> **Requirement**: Starting with the line that contains "If the dark" and continuing through the line that contains "[0,250,1345,479]", set out those lines as a JSON list of strings with one string per line. Leave out any blank lines.

> **Records for this task**:
◆ ◆ ◆
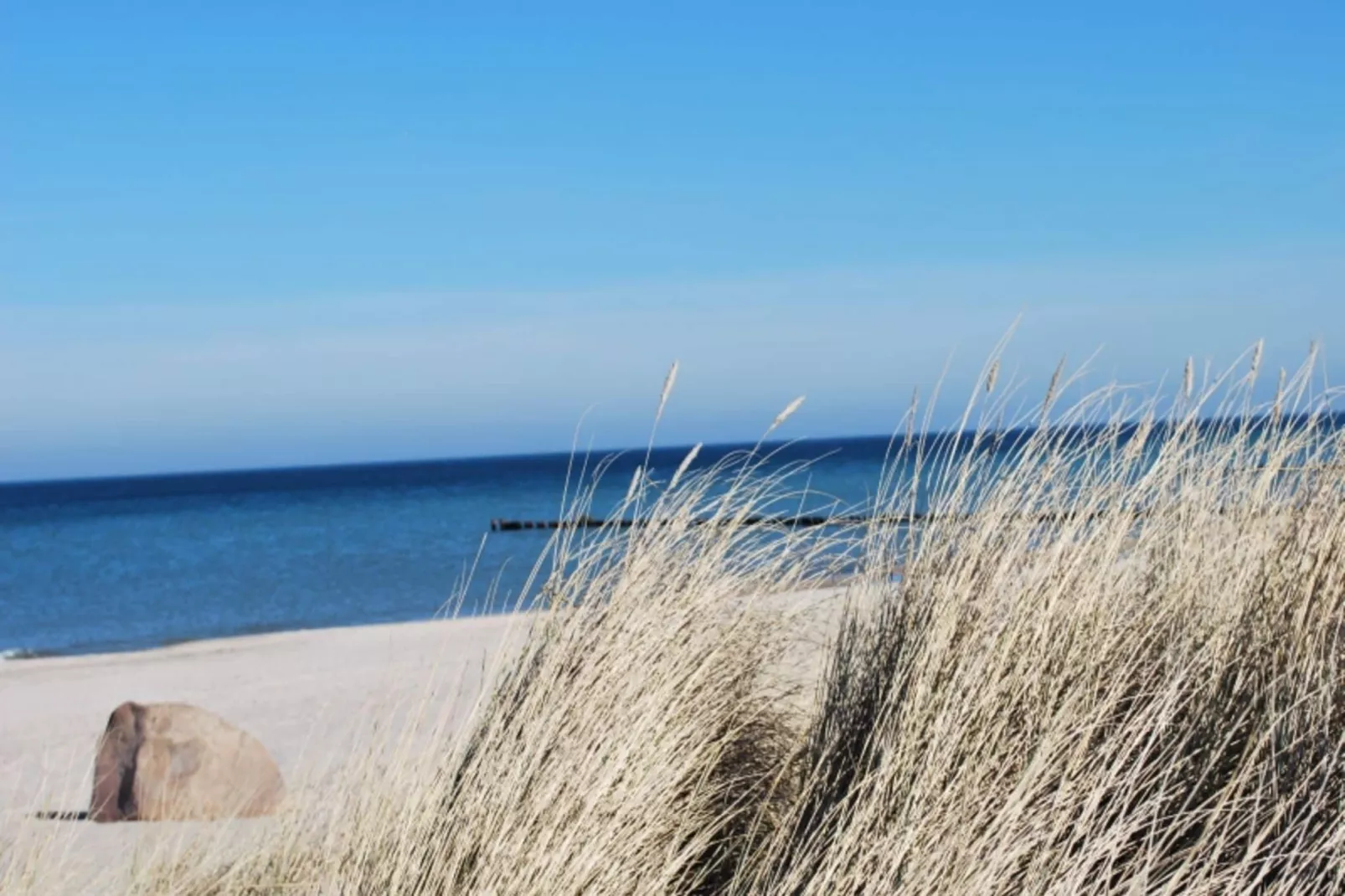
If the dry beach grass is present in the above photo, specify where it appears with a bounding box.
◆ ◆ ◆
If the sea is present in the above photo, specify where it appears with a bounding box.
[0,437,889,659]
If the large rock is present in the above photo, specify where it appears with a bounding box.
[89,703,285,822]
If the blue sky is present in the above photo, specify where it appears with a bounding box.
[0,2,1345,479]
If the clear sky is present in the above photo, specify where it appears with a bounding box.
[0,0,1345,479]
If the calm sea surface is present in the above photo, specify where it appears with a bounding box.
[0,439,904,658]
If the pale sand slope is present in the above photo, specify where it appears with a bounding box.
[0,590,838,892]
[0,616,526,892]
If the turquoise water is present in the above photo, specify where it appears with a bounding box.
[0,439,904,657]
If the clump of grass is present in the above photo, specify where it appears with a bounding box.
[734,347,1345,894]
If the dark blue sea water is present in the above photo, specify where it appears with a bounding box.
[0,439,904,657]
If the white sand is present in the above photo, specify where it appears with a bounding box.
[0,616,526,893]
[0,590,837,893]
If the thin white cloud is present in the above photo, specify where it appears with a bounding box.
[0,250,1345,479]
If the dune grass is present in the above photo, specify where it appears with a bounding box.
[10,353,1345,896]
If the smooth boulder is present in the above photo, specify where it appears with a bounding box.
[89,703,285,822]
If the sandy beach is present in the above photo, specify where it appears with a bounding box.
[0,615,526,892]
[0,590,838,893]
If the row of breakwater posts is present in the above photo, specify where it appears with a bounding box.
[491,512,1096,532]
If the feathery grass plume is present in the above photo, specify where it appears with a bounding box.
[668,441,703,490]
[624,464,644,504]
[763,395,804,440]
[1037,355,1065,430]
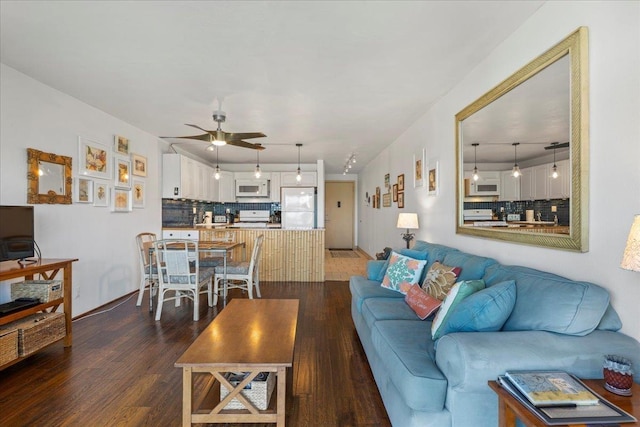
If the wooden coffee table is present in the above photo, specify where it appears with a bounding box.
◆ ◆ ◆
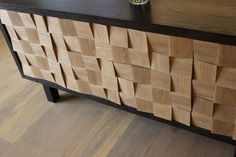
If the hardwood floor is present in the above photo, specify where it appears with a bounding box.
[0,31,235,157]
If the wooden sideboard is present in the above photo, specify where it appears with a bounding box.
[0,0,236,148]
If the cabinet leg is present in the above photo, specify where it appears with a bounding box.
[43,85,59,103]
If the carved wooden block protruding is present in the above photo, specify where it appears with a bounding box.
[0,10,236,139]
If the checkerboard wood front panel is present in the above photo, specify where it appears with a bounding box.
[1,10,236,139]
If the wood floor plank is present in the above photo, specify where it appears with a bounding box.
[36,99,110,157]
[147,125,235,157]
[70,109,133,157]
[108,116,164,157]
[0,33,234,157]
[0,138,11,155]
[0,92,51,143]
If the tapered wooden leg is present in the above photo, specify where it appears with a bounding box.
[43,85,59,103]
◆ ◆ ◆
> **Worked answer**:
[
  "If the dark blue sea water is present in the above photo, specify where it appears with a bounding box.",
  "[0,439,904,657]",
  "If the white sand is present in the above photo, specify where it appears with a bounding box.",
  "[0,616,526,893]",
  "[0,590,837,893]",
  "If the thin white cloud is present in the above photo, specify where it appears with a bounding box.",
  "[0,250,1345,479]"
]